- [TEXTE DU DOCUMENT]:
La supranationalité est un concept étroitement lié à la construction européenne (Union européenne). Il s’agit d’un transfert de compétences vers une organisation distincte des États, dotée d’une personnalité juridique propre, d’une autorité décisionnelle indépendante et de ressources. Les normes prises par la structure supranationale sont supérieures aux normes nationales. Elles s’imposent directement dans l’ordre juridique interne aux personnes physiques comme aux personnes morales. Ce système se situe entre le fédéralisme et le confédéralisme.

Questions juridiques et politiques : organisation et jeux de(s) pouvoirs

La structure fédérale, comme toute structure étatique, ne sera pas sans influence sur le nombre des acteurs, leurs caractéristiques, leurs ressources, les contraintes qui pèsent sur eux, les mécanismes d’influence réciproque ou les enjeux ayant pour thèmes la « légitimité primordiale » et le conflit entre légitimités, l’allégeance et le sentiment d’identité « nationale ». La répartition des compétences est de ce point de vue à la fois un élément structurel et un enjeu politique fondamental.

La dévolution des compétences

Le partage des compétences ne peut être déterminé qu’empiriquement. Les accords institutionnels varient en effet dans le temps et dans l’espace. Il est toutefois possible de présenter une série de concepts généraux qui permettent d’appréhender les différentes situations fédérales.

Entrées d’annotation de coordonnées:
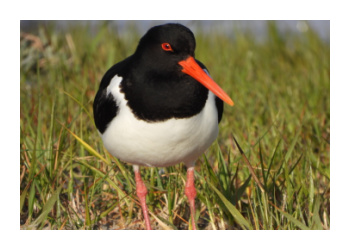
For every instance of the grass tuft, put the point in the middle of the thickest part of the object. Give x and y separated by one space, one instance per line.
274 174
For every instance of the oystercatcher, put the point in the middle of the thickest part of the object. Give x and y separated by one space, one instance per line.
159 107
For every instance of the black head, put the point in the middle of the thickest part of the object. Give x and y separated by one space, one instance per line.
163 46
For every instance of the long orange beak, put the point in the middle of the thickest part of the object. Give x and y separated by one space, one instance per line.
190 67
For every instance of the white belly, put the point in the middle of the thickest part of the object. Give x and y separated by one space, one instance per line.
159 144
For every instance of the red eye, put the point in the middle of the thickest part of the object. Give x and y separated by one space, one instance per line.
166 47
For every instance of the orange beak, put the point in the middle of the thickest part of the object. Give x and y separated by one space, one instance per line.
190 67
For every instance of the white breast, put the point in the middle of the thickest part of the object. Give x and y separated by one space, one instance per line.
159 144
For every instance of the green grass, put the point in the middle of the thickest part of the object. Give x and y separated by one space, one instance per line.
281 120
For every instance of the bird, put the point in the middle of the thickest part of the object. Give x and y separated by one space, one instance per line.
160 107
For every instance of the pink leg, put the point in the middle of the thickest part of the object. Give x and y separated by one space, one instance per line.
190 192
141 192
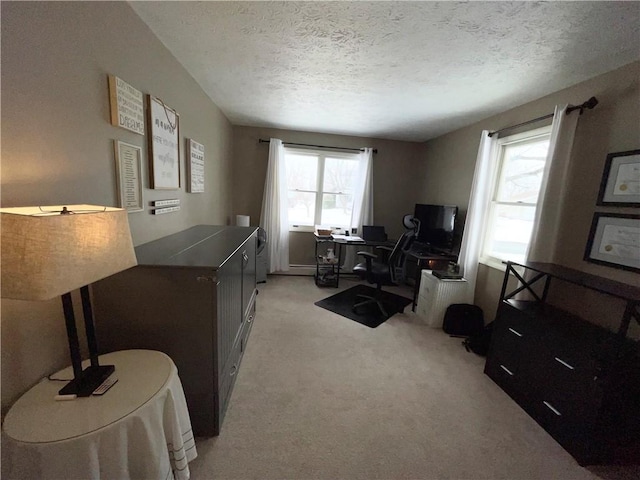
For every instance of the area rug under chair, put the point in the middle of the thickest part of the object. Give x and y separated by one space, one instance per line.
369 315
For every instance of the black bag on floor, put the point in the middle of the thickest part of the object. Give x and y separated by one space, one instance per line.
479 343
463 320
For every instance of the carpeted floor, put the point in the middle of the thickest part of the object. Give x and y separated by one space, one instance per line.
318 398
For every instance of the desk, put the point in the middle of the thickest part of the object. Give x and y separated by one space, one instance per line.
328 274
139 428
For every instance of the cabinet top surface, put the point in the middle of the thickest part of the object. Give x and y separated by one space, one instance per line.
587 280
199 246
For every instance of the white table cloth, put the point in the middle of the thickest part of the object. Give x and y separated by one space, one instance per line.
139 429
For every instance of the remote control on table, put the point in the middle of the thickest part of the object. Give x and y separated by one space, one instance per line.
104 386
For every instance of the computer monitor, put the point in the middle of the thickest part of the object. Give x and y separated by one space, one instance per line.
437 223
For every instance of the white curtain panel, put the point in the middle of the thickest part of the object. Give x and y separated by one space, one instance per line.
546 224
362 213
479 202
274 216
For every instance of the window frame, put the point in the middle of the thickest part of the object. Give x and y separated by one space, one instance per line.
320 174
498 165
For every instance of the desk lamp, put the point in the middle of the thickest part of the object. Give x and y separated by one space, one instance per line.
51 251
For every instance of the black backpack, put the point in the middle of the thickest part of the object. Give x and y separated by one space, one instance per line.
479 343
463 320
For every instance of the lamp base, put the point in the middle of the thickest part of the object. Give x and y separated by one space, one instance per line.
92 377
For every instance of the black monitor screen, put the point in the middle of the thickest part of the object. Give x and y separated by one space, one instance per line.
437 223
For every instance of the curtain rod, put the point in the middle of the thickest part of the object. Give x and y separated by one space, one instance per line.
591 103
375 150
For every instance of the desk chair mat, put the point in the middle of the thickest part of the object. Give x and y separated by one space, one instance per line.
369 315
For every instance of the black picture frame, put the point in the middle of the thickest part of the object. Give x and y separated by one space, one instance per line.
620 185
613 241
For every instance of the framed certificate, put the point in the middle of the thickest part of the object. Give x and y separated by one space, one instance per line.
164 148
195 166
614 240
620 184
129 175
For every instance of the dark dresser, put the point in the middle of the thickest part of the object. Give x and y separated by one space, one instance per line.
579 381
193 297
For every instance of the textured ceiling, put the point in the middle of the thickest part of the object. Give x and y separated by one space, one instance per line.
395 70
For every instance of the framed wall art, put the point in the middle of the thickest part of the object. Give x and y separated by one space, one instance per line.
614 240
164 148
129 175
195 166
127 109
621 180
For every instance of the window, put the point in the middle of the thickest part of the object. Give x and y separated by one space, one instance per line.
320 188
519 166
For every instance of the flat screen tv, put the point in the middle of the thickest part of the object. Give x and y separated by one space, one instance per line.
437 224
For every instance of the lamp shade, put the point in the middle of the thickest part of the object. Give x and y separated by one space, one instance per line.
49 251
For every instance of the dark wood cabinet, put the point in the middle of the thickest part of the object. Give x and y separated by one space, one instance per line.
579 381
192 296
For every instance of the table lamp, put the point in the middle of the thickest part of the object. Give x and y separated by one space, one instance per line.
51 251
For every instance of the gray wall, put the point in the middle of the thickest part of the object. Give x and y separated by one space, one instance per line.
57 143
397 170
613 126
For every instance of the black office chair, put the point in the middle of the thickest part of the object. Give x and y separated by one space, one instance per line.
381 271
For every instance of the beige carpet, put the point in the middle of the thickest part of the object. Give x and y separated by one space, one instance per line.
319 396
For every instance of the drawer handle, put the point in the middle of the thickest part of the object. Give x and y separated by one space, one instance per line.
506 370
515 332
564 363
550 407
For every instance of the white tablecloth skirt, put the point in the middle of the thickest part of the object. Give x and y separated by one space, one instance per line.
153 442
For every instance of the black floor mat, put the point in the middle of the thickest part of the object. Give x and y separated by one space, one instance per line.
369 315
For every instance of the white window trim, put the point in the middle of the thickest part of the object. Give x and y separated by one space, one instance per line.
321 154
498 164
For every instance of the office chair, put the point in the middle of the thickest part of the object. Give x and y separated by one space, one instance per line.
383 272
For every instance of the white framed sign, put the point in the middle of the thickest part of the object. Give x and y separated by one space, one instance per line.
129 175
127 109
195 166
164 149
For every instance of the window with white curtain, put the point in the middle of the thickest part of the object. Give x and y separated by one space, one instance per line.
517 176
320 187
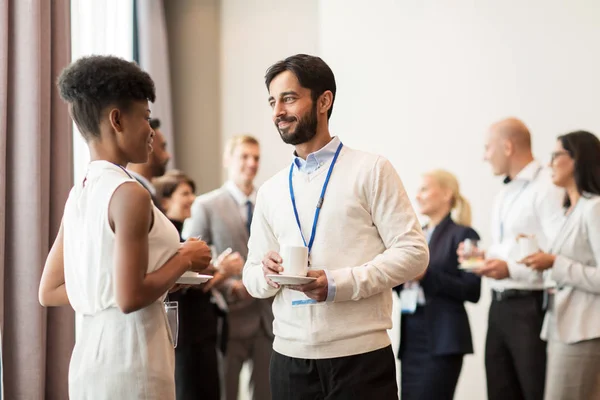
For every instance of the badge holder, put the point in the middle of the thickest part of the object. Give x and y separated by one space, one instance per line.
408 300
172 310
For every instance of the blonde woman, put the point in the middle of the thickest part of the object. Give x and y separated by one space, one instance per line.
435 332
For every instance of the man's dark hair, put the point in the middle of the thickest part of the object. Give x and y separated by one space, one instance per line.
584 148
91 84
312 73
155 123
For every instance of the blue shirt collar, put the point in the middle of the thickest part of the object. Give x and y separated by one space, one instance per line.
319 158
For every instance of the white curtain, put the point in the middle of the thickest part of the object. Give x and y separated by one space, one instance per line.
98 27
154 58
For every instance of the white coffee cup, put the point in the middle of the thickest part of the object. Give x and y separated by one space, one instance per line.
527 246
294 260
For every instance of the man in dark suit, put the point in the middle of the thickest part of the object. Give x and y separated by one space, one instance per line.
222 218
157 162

---

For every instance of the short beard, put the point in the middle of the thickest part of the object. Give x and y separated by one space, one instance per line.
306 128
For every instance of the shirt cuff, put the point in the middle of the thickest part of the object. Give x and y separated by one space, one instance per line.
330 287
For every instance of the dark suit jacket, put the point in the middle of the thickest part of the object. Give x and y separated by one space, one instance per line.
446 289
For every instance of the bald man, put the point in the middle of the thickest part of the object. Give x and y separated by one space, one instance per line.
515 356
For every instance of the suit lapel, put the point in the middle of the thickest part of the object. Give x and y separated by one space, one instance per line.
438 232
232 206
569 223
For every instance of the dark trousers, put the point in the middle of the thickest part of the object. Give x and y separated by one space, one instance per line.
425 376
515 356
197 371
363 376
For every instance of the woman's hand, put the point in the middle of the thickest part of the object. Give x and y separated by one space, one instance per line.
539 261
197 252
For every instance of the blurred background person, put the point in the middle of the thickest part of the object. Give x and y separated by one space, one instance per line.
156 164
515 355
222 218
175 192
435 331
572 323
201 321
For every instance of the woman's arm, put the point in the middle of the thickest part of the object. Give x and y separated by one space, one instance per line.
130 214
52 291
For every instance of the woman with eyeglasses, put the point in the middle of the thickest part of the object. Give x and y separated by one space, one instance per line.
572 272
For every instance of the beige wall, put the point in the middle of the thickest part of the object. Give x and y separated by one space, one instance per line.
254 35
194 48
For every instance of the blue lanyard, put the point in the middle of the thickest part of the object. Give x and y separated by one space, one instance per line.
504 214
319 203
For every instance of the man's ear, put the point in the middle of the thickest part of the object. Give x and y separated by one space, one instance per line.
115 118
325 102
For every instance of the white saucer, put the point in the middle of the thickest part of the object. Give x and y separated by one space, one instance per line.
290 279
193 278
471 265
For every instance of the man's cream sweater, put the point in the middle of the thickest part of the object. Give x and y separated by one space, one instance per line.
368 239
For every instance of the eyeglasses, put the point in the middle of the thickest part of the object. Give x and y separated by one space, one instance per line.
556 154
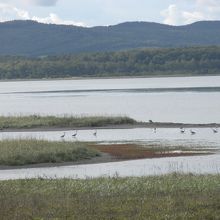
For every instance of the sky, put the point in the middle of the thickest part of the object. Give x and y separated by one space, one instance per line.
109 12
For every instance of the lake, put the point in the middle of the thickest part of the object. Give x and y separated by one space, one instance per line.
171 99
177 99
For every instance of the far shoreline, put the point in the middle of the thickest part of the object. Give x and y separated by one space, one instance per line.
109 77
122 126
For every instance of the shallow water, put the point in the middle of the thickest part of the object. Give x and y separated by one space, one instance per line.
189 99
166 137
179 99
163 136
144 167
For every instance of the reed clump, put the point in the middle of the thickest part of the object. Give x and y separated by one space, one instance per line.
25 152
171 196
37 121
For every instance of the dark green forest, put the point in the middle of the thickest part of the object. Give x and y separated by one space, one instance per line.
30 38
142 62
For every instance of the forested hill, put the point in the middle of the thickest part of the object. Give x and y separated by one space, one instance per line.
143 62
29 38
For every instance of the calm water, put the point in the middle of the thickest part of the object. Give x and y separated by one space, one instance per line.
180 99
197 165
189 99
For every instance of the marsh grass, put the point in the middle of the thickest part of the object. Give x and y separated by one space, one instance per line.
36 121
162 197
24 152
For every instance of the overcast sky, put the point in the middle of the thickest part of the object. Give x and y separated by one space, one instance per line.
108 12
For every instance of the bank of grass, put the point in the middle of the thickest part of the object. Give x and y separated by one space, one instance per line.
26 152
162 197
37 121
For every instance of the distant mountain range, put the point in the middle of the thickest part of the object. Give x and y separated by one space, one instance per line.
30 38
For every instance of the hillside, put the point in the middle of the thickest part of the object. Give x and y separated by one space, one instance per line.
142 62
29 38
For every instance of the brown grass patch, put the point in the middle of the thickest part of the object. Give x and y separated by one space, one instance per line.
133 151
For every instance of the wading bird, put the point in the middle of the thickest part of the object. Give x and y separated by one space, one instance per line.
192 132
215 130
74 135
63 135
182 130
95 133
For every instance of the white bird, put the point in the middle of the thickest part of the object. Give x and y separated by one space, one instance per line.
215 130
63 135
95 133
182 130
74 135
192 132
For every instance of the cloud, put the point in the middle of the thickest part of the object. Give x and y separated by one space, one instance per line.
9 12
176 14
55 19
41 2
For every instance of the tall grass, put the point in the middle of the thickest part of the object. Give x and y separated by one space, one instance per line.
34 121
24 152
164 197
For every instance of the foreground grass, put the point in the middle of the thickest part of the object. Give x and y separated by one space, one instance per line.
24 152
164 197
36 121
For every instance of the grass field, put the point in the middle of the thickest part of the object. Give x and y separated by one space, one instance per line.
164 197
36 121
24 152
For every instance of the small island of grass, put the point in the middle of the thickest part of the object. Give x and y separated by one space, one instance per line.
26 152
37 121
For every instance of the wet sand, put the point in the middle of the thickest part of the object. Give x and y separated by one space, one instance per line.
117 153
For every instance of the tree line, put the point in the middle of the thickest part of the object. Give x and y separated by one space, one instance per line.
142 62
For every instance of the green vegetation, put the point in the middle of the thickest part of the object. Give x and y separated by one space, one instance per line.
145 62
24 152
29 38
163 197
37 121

---

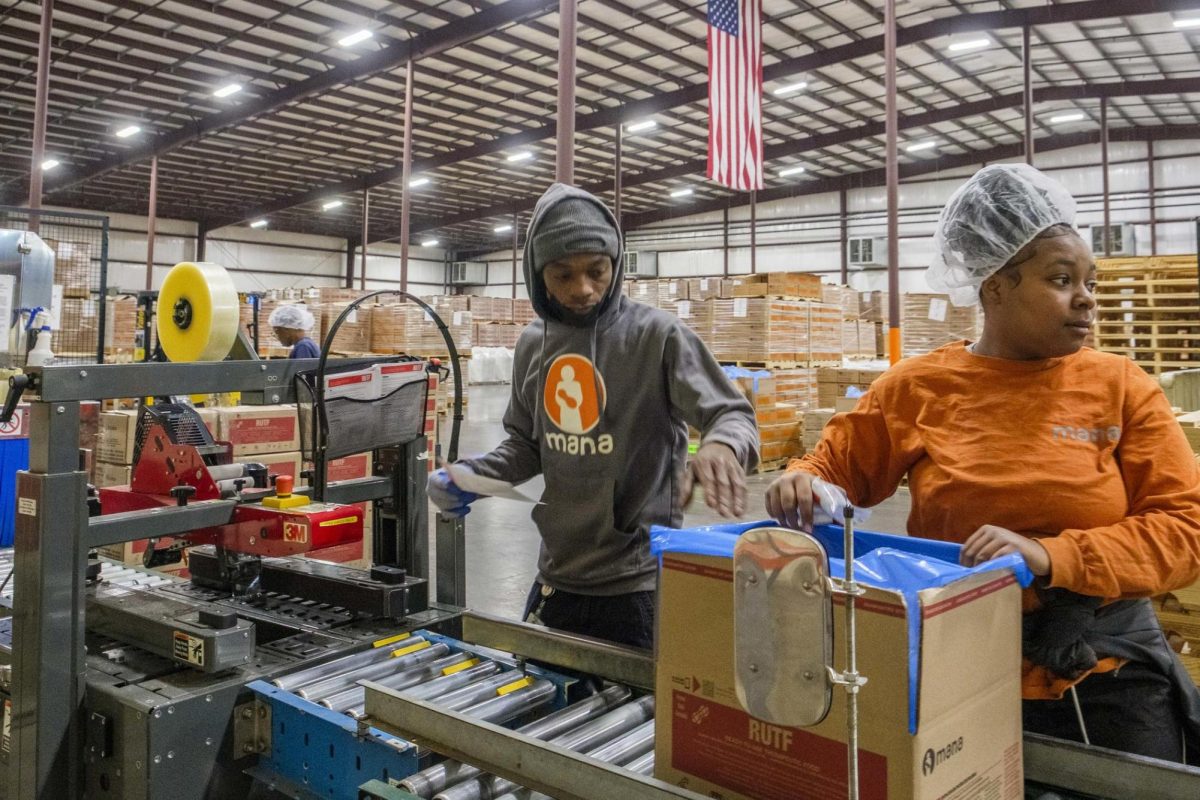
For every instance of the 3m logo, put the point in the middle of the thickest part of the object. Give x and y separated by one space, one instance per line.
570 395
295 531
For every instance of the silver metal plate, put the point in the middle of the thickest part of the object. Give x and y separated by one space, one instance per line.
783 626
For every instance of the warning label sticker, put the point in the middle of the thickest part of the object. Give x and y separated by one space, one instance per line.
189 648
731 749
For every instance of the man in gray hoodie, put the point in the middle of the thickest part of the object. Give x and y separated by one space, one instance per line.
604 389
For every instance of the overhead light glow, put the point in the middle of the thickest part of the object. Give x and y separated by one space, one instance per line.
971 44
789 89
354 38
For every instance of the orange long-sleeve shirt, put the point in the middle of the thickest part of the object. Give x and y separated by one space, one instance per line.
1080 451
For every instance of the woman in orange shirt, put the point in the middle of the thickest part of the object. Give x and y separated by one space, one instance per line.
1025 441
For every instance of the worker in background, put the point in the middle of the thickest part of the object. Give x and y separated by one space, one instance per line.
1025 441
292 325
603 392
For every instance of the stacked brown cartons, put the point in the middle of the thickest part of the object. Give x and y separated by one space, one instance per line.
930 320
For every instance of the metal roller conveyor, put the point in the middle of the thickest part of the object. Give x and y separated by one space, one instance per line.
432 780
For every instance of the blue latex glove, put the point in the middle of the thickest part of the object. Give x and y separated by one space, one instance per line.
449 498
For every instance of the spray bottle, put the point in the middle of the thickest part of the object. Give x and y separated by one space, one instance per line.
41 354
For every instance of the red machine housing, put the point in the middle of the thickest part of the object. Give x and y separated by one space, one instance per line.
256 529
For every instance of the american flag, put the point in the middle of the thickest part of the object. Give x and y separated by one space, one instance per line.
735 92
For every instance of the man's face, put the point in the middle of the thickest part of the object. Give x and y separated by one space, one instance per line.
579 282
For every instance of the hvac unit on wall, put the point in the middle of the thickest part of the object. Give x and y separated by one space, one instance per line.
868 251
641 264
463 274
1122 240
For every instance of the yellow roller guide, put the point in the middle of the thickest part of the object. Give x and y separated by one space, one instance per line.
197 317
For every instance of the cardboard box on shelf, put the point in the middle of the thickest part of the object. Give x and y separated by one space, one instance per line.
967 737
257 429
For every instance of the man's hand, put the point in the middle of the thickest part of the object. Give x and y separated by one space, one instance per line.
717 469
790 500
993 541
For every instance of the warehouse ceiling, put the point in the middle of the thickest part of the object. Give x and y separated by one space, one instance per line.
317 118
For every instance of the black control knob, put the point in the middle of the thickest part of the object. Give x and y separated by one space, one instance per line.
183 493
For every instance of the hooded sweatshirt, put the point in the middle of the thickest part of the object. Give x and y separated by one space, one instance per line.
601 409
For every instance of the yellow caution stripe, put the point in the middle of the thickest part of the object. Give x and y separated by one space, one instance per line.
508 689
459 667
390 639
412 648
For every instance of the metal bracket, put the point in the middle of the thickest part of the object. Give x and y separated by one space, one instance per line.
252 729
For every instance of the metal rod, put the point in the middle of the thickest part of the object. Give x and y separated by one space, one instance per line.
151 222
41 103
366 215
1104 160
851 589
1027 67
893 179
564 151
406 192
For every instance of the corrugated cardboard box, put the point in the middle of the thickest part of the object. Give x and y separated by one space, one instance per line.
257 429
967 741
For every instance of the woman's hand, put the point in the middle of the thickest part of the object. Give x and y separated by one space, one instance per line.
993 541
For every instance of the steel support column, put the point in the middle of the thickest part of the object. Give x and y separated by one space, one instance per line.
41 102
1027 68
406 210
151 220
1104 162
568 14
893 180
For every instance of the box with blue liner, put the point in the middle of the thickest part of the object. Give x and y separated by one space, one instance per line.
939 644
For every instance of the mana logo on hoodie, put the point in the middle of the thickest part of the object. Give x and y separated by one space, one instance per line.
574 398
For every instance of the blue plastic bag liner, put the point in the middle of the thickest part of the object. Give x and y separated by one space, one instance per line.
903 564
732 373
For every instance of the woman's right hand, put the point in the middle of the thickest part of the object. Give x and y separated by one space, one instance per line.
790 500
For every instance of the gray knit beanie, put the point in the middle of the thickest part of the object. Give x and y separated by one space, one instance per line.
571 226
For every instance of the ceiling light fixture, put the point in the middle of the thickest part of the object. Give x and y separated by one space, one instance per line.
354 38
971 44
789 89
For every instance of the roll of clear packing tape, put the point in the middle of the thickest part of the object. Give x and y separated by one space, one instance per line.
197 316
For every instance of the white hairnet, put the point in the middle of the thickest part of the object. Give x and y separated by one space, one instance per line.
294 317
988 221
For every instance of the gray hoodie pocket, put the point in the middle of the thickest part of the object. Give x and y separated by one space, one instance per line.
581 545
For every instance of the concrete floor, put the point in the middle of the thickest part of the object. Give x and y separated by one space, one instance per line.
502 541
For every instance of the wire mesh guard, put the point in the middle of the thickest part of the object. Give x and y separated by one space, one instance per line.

- [OBJET DE LA TÂCHE]:
Extrayez mot pour mot, s’il vous plaît, le passage du texte sur la supranationalité et le fédéralisme qui commence par « Questions juridiques et » et se termine par « différentes situations fédérales. ».

- [SOLUTION]:
Questions juridiques et politiques : organisation et jeux de(s) pouvoirs

La structure fédérale, comme toute structure étatique, ne sera pas sans influence sur le nombre des acteurs, leurs caractéristiques, leurs ressources, les contraintes qui pèsent sur eux, les mécanismes d’influence réciproque ou les enjeux ayant pour thèmes la « légitimité primordiale » et le conflit entre légitimités, l’allégeance et le sentiment d’identité « nationale ». La répartition des compétences est de ce point de vue à la fois un élément structurel et un enjeu politique fondamental.

La dévolution des compétences

Le partage des compétences ne peut être déterminé qu’empiriquement. Les accords institutionnels varient en effet dans le temps et dans l’espace. Il est toutefois possible de présenter une série de concepts généraux qui permettent d’appréhender les différentes situations fédérales.